┌────────
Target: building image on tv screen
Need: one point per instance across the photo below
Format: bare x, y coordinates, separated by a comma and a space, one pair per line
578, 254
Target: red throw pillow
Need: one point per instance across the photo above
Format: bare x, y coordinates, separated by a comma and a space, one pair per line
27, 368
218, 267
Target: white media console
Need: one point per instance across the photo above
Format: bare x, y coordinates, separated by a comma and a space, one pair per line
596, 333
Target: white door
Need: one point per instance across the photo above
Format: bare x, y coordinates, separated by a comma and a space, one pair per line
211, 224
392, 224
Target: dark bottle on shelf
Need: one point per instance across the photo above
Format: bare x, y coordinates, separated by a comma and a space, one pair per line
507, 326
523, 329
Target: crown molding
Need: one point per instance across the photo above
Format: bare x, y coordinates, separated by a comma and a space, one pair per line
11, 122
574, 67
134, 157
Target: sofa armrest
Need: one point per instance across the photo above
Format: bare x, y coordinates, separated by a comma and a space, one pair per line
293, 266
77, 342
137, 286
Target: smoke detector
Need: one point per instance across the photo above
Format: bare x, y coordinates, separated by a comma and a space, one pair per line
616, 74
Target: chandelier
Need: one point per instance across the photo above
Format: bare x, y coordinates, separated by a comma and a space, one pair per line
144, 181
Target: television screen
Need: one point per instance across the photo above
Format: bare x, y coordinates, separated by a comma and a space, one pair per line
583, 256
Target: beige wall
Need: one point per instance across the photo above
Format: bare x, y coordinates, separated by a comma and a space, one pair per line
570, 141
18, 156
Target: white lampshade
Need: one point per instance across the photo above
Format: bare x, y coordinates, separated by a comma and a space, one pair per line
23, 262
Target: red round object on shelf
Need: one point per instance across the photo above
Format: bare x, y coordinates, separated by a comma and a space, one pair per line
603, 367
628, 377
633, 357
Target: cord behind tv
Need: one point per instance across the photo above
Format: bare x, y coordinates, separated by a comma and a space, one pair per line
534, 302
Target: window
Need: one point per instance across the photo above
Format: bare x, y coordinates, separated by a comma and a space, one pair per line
└────────
> [WORK TO COMPLETE] Quote every line above word for word.

> [WRITTEN SOLUTION]
Target: building image on tv screen
Need: one point per instance across the photo below
Format: bare x, y coordinates, separated by a comma and a space, one pair per line
578, 254
Target: red throw pillow
Need: one point per instance across the photo above
Format: bare x, y coordinates, separated by a comma and a space, one pair per line
27, 368
218, 267
Target: white media console
Need: one point per instance across the photo above
Format: bare x, y coordinates, separated by a comma and a space, one pair per line
596, 333
Target: white door
Need: one point per instance across the photo above
Format: bare x, y coordinates, separated by a comma and a space, one pair per line
211, 224
392, 224
Target: dark bottle on shelf
Need: one point per instance across the photo above
Format: bare x, y coordinates, separated by a comma and a space, one pair per line
507, 326
523, 329
Target: crown molding
Need: one point per instance across the photo above
Format: bare x, y coordinates, separated by a comma and a space, one pair per line
11, 122
574, 67
134, 157
Target: sofa armrest
Need: one point per instance across the photo above
Format: bare x, y coordinates, separated by a comma and a space, one pair per line
293, 266
77, 342
137, 286
Target: smoke detector
Need: one point per instance across the photo above
Format: bare x, y coordinates, separated by a comma and a space, one pair per line
616, 74
Target: chandelier
Need: one point per instance across the photo above
Format: bare x, y coordinates, separated by a comma and a space, one pair per line
144, 181
Target: television screen
Need: one point per instance across the photo above
Format: bare x, y coordinates, separated by a comma and a space, one pair per line
583, 256
Target: beige wall
Need: one point per instance across the photo above
Format: bare x, y coordinates, separated by a comma and a space, one pair per line
570, 141
18, 156
Target: white lampshade
Need: one point per instance across the photo above
Format: bare x, y coordinates, separated by a comma and a space, one pair per line
23, 262
Target: red round object on shelf
Need: one point per instance across the photo above
Format: bare x, y coordinates, separated by a comma and a space, one pair per line
603, 367
628, 377
633, 357
Target: cord behind tv
Need: one point per instance across the photo above
Format: bare x, y coordinates, separated by a comma and a space, one pair per line
534, 302
Target: window
Need: one point per instance across the photo above
Format: bare x, y coordinates, separated by a comma and a space, one pair per line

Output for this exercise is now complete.